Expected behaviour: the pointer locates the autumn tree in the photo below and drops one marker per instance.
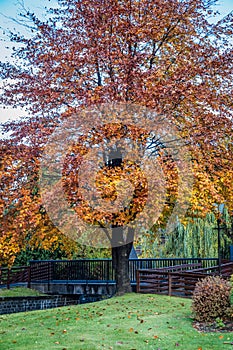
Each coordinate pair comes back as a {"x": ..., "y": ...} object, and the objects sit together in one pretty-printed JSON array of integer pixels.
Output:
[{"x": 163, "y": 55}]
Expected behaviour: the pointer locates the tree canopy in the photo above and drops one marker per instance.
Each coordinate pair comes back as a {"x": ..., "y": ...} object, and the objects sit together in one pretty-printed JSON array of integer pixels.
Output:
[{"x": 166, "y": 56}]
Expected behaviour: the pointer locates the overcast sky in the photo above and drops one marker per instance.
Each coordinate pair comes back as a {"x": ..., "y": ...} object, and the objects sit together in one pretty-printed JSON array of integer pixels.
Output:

———

Will you set down the records word for word while leaving out every picture?

The output =>
Expected behaviour: the pointer locates the autumn tree in the photo below and drops one marker per instance.
Each coordinate pair comes back as a {"x": ..., "y": ...} object, and the objects sit together in one pretty-printed JSON array of integer pixels.
Output:
[{"x": 163, "y": 55}]
Expected behaviour: the pointer locates the tree canopy in the photo above and drops one marker per instance.
Each coordinate pair comes back as a {"x": ..., "y": ...} object, and the objects sit together in one pretty-printed JSON array of integer pixels.
Output:
[{"x": 166, "y": 56}]
Expected behaviour: the pointer locates the overcast sky in the photo above and drops one marker per instance.
Each coordinate pair comes back as a {"x": ..., "y": ...} object, and the objects sit together in one pretty-printed JSON array of integer pixels.
Output:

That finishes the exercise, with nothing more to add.